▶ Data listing
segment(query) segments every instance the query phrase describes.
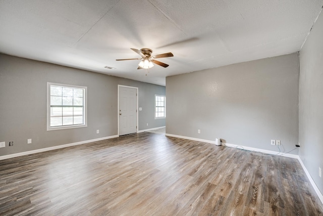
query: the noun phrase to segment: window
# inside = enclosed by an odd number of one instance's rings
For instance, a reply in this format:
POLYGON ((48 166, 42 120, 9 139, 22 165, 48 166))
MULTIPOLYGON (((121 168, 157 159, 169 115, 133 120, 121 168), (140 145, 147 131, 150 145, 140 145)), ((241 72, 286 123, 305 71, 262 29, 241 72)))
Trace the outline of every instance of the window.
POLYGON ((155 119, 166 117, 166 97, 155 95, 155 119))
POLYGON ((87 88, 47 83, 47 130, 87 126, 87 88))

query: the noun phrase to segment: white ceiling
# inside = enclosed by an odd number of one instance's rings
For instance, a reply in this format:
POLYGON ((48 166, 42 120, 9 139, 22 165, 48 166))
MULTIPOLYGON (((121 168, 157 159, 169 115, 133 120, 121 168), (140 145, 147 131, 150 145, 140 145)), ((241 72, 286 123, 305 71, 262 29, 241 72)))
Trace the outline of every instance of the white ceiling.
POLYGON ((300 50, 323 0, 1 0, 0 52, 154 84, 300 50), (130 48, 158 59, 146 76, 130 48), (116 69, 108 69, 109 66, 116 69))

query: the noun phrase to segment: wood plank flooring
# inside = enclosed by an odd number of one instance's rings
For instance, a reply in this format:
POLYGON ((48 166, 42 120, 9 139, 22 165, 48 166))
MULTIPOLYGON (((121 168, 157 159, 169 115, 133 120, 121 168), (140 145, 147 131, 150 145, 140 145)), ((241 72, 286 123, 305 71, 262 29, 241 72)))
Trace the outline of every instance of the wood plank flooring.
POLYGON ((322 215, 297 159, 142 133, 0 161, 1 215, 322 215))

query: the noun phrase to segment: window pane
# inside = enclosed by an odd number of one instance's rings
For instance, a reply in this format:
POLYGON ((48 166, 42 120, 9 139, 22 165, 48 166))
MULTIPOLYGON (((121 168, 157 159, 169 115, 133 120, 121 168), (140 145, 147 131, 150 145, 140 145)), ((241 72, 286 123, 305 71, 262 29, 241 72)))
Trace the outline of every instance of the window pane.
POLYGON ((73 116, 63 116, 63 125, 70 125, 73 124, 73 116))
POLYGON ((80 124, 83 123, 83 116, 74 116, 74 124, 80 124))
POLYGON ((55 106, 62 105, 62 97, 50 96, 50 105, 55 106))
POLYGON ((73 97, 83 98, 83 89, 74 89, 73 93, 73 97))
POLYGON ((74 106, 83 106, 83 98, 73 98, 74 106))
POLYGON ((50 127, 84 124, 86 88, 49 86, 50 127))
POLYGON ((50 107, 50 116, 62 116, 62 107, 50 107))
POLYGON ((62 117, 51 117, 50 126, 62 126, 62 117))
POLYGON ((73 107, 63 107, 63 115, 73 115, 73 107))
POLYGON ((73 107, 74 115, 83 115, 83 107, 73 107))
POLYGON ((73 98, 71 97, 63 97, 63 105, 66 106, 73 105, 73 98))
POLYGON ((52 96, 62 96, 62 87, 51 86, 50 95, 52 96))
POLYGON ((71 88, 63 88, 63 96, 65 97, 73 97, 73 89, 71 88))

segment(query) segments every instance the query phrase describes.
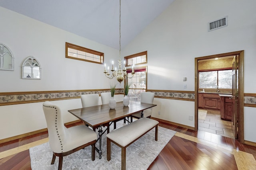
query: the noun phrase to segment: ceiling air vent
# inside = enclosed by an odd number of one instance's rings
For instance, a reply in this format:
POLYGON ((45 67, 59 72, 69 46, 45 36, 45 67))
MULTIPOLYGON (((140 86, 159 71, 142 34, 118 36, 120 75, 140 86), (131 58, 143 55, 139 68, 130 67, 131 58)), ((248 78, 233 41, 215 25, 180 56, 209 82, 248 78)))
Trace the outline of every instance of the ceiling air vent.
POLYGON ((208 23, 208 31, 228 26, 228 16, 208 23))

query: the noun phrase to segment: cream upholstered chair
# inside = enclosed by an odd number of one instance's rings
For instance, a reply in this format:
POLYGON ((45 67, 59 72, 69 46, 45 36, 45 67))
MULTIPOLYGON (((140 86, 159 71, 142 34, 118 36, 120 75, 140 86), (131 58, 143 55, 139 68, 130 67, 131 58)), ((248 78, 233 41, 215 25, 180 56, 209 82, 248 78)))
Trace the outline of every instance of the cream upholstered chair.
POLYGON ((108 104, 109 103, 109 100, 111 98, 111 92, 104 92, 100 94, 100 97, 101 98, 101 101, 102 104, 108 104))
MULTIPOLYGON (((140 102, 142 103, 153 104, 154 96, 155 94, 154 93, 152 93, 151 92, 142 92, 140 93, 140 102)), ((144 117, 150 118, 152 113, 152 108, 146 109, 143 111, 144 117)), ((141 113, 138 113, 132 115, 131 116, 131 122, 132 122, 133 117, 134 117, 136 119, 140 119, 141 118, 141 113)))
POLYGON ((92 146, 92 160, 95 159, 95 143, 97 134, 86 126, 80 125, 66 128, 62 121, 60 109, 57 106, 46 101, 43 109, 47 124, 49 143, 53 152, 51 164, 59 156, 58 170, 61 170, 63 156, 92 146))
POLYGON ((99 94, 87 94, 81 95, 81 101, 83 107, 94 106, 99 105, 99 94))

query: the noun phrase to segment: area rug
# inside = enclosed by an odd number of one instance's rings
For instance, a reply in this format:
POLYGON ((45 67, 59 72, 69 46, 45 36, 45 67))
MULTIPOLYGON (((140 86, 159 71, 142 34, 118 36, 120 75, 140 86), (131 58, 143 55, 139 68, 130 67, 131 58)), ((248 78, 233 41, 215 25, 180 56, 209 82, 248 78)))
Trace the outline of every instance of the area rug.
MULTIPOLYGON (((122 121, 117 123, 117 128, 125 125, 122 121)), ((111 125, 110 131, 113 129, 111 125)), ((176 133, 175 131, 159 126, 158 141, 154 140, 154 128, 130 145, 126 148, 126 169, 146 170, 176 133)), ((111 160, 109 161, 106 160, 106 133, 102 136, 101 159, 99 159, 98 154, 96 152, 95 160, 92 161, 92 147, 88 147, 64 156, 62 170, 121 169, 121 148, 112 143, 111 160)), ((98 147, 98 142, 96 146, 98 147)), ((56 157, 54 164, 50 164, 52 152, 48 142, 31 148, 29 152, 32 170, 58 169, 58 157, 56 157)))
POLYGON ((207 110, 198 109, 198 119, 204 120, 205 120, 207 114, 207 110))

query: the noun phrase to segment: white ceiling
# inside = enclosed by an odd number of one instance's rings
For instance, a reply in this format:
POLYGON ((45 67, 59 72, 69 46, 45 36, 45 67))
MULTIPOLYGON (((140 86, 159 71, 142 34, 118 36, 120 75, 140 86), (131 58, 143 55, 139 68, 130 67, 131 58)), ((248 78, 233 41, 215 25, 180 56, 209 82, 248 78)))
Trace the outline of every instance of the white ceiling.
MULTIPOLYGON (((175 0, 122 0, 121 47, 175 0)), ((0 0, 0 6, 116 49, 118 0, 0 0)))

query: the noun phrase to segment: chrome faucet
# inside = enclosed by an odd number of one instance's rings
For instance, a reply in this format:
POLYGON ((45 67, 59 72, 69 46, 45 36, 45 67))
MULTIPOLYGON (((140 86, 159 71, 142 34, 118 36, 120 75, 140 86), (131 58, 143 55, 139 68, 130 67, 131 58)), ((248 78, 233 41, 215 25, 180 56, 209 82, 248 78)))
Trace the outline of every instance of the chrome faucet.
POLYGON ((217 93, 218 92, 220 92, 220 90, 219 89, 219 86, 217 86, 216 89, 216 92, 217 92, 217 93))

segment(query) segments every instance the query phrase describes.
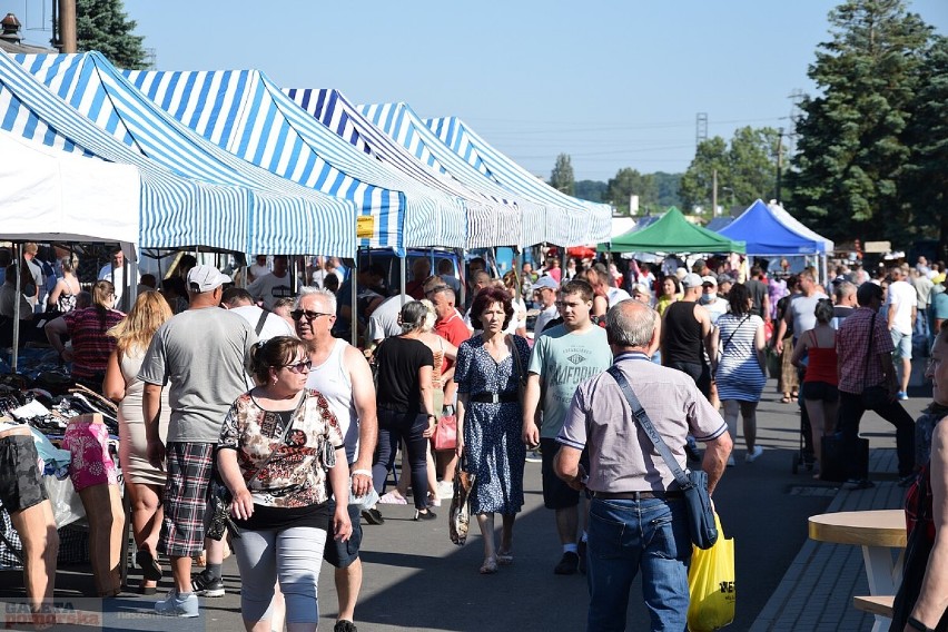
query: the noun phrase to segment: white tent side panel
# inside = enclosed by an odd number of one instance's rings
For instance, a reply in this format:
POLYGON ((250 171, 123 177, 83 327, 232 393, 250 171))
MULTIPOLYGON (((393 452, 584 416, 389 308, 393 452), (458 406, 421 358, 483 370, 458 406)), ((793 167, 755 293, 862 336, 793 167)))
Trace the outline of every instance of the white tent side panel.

▶ STATED EXERCISE
Rewrite the stretch of the listing from the line containing "query: the noun phrase to segment: chrome" through the line containing "POLYGON ((217 93, 218" as a numbered list, one line per item, leaving out any blank lines.

▶ ANSWER TO THIS EXERCISE
1. query: the noun phrase to segment: chrome faucet
2. # inside = enclosed by an odd number of one instance's rings
3. For instance, a reply in this format:
4. POLYGON ((45 67, 59 72, 69 46, 45 36, 45 67))
5. MULTIPOLYGON (((140 86, 159 71, 142 34, 118 36, 120 75, 140 86), (131 58, 143 55, 139 68, 130 67, 131 58)), ((248 78, 233 41, 215 25, 180 56, 209 82, 248 78)))
6. Trace the outline of every instance of the chrome faucet.
7. POLYGON ((217 93, 218 92, 220 92, 220 90, 219 89, 219 86, 217 86, 216 89, 216 92, 217 92, 217 93))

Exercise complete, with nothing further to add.